-- WHAT IS REQUIRED --
In the notes on Gaussian processes for regression, which two views of GP regression are summarized?

-- TEXT SHOWN --
-- start --
# gaussian processes for regression

20 June 2017

these notes follow chapter 2 of the gp book (Rasmussen & Williams, 2006) and the tutorial (Rasmussen, 2004).

let $(x_n, y_n)_{n = 1}^N, x_n \in \mathcal X, y_n \in \mathbb R$ be data. our goal is to predict $y_\ast$ for a new input $x_\ast \in \mathcal X$ (possibly predict multiple outputs given multiple inputs).

we summarize two views. the weight-space view develops gp regression by extending bayesian linear regression. the function-space view develops the same by viewing gps as distribution over functions.

referring to zoubin’s cube below, the weight-space view starts from bayesian linear regression and follows the downward arrow to obtain gp regression. the function-space view, on the other hand, directly tackles gp regression. the latter is the real deal.
-- end --
-- RECORDS SHOWN --
-- start --
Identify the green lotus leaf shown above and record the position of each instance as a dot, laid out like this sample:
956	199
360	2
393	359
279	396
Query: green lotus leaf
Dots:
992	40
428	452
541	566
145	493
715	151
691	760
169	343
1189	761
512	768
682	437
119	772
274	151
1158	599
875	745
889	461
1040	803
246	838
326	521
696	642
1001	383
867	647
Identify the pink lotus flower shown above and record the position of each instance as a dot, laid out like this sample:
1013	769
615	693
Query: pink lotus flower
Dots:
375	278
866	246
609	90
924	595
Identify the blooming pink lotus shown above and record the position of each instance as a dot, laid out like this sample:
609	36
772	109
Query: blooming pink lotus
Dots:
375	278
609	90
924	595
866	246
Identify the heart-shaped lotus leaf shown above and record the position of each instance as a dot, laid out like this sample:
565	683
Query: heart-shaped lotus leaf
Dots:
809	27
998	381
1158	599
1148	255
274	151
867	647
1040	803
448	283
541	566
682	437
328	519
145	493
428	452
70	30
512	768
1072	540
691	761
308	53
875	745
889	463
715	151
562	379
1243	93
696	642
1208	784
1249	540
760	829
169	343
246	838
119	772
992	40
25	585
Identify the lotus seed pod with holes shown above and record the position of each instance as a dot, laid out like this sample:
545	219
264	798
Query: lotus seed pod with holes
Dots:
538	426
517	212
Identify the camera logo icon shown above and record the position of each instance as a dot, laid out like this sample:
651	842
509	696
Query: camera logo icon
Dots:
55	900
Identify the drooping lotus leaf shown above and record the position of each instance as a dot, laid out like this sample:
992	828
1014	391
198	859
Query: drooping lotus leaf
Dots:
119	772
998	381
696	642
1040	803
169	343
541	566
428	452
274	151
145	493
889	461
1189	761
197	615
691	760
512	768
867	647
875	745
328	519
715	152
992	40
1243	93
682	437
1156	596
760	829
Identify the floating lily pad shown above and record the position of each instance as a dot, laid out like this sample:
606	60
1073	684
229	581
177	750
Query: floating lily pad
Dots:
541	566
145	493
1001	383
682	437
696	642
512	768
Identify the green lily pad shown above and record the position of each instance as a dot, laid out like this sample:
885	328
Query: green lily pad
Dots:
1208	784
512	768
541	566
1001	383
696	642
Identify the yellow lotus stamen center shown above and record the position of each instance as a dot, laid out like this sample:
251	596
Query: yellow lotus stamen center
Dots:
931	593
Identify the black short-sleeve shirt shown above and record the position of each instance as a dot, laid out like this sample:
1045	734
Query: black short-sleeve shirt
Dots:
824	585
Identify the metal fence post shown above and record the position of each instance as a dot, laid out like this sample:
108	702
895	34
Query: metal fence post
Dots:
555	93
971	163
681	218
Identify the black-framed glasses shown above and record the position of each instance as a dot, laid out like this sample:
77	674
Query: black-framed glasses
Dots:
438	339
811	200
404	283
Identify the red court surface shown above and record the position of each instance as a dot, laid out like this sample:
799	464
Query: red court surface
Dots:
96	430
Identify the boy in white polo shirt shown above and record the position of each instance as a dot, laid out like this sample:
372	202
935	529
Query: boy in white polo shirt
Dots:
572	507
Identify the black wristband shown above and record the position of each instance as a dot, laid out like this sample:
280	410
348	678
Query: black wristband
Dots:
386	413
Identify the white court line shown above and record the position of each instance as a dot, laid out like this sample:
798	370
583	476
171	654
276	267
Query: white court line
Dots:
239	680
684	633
-- end --
-- SOLUTION TO THIS PROBLEM --
The weight-space view and the function-space view.